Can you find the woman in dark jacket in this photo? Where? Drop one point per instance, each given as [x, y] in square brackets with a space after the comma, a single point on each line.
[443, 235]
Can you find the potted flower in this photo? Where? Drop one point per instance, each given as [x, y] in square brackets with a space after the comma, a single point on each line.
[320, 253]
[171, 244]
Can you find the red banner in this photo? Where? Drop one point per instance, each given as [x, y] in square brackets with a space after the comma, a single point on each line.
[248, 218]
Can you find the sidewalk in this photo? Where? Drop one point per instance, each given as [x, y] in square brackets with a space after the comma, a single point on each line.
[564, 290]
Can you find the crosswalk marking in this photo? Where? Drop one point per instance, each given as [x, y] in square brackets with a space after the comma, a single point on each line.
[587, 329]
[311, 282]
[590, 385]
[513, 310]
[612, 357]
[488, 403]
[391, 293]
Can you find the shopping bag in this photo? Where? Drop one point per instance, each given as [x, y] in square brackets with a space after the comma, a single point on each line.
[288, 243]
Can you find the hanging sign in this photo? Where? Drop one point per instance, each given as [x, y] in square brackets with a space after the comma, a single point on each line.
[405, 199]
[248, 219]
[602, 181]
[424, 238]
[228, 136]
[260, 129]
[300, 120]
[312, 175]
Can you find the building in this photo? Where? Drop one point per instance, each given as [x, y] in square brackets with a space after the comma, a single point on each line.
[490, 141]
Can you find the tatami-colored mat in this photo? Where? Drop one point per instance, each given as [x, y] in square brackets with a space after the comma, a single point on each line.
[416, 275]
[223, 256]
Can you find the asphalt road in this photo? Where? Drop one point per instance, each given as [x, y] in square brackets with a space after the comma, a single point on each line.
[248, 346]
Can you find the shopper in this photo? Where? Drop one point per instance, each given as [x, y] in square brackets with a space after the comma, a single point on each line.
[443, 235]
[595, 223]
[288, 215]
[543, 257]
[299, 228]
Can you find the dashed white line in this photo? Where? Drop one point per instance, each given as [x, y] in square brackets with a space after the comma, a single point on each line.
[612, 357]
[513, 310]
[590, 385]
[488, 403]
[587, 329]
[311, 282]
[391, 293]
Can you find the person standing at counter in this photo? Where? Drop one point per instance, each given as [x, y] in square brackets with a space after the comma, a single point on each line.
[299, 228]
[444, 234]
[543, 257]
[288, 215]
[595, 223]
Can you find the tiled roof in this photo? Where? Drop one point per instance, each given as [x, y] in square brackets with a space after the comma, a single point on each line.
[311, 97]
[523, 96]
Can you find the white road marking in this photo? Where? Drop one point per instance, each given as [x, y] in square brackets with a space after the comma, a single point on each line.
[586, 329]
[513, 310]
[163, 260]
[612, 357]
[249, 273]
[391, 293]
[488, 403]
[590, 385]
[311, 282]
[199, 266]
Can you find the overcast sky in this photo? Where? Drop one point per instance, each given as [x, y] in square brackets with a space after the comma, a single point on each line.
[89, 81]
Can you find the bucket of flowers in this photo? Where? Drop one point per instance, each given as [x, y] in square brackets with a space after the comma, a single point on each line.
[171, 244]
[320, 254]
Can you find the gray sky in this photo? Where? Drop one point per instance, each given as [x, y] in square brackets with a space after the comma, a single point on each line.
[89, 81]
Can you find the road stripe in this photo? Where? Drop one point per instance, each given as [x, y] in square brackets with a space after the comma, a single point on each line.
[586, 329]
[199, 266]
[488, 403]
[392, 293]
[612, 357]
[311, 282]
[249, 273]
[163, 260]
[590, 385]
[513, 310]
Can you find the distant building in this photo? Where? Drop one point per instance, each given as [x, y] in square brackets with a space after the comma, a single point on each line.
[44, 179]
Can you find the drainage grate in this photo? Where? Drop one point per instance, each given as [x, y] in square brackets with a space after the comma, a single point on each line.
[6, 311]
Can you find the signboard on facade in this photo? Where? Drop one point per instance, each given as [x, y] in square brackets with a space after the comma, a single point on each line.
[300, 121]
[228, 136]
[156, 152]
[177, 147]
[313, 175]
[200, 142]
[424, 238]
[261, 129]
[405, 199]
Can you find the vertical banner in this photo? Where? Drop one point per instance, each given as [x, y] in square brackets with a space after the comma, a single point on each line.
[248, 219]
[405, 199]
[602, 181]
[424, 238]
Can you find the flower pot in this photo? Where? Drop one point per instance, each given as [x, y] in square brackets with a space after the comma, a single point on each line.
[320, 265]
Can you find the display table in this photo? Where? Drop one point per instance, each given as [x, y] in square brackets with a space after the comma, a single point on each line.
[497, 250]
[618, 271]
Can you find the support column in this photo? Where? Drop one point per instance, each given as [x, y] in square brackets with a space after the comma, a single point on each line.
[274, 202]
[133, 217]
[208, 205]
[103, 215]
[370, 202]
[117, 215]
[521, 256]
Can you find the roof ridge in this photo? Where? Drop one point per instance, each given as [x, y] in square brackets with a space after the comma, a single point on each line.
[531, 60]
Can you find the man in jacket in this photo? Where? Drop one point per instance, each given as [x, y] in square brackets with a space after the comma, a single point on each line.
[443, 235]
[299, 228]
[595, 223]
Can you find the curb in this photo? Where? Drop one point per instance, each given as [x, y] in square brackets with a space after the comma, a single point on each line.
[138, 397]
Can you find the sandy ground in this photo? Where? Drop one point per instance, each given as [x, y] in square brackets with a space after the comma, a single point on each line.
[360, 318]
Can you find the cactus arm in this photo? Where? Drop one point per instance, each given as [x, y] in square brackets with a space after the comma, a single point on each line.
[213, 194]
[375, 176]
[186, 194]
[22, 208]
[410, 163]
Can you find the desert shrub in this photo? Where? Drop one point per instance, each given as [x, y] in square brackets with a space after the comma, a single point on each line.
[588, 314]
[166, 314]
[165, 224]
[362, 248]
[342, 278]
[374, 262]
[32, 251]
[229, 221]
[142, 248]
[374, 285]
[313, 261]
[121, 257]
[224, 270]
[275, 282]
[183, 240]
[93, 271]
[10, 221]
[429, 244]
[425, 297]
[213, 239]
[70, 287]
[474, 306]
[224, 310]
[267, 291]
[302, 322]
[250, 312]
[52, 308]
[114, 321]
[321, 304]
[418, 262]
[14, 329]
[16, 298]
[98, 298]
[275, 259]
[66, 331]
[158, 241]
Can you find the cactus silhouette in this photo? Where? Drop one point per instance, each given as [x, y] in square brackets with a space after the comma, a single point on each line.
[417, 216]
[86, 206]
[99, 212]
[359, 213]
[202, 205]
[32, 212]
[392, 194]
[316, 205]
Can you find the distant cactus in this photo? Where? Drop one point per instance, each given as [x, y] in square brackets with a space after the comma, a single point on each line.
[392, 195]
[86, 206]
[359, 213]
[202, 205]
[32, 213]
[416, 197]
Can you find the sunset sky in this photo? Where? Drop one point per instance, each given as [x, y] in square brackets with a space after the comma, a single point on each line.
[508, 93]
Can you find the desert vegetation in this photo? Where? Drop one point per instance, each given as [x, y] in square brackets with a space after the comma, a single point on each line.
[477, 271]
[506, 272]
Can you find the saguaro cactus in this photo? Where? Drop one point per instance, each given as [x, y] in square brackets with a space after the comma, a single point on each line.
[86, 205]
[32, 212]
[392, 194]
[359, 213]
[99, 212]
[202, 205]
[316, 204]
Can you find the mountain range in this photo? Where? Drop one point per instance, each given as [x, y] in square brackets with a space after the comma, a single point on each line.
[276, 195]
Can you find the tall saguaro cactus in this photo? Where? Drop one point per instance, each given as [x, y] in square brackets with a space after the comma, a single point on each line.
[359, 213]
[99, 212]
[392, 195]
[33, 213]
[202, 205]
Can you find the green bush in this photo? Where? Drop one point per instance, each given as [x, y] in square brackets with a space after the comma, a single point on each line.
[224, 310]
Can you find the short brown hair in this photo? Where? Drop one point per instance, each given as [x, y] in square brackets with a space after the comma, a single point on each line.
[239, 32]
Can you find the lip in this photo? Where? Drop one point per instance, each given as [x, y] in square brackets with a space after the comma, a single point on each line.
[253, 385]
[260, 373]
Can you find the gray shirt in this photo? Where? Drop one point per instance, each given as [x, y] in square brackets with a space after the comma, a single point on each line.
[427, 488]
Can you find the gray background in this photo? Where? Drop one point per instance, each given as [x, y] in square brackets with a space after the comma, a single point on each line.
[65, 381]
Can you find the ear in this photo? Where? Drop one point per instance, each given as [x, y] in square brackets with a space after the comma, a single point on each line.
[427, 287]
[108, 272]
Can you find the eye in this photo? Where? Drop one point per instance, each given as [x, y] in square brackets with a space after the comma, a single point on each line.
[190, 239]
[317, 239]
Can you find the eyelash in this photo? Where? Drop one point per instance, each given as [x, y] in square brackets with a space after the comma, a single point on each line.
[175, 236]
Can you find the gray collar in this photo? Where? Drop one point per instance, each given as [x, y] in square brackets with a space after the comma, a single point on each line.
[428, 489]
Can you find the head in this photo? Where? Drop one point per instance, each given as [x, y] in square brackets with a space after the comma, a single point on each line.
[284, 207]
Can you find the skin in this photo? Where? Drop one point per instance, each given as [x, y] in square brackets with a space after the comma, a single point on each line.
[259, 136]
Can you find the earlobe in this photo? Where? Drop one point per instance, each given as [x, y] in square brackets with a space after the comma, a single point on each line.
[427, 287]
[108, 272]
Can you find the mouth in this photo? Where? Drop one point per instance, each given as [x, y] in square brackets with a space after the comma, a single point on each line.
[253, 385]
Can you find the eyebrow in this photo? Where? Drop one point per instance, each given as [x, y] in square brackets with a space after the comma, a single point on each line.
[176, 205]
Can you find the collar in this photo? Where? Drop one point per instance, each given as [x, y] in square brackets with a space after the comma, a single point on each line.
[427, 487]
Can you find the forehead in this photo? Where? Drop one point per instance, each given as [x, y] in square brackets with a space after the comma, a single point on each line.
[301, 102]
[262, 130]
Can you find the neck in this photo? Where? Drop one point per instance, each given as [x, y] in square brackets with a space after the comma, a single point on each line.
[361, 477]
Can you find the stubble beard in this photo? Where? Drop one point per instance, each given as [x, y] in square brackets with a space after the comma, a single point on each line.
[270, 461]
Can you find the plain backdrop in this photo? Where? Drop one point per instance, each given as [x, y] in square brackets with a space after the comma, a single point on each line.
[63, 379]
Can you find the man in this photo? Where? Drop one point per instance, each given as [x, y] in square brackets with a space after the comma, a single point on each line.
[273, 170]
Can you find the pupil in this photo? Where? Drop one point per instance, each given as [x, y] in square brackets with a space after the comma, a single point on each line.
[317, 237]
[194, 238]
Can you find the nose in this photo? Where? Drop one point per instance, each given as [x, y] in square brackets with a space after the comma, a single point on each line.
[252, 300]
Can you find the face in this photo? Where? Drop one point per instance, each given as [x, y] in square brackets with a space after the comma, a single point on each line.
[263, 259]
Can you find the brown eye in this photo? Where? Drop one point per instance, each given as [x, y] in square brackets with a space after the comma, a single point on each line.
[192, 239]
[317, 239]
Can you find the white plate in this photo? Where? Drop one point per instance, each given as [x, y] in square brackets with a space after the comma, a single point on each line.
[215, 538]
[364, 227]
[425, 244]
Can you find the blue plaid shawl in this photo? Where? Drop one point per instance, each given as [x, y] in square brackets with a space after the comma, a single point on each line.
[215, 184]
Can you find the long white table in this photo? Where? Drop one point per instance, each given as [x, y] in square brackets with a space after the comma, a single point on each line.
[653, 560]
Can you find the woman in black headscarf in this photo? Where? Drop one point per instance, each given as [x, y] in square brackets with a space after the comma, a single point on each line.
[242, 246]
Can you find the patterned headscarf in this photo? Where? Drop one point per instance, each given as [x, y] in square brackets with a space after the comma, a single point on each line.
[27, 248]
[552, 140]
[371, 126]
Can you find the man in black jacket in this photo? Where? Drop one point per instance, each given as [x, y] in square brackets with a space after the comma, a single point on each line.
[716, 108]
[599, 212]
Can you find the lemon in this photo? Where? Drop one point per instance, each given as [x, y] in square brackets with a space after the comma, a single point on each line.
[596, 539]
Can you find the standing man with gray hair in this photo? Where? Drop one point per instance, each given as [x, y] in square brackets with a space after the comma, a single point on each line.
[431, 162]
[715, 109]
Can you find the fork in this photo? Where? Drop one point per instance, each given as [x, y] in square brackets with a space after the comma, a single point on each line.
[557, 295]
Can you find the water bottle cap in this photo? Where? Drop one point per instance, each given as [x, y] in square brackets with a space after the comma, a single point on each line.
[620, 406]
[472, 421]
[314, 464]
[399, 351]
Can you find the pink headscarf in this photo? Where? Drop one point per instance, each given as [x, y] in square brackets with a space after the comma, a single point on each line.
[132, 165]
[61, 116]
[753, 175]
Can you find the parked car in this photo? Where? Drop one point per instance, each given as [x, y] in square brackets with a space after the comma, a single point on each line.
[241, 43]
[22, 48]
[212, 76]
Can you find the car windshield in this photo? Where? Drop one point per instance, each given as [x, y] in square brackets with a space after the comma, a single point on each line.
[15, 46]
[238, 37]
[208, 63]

::::::::

Exercise directions: Everything from the line containing "Can you find the parked" through the last line of the records must be given again exactly; leave out all other lines.

Solution to the exercise:
Can you find the parked car in this photo? Where? Drop one point per instance, each given as [x, y] in square brackets with a space after the comma, a single point on each line.
[241, 43]
[22, 48]
[212, 76]
Can you find the car windshield in this photo? Where? Drop one point per instance, each given as [x, y] in square brackets with a space after the comma, a single point on each line.
[15, 46]
[238, 37]
[208, 63]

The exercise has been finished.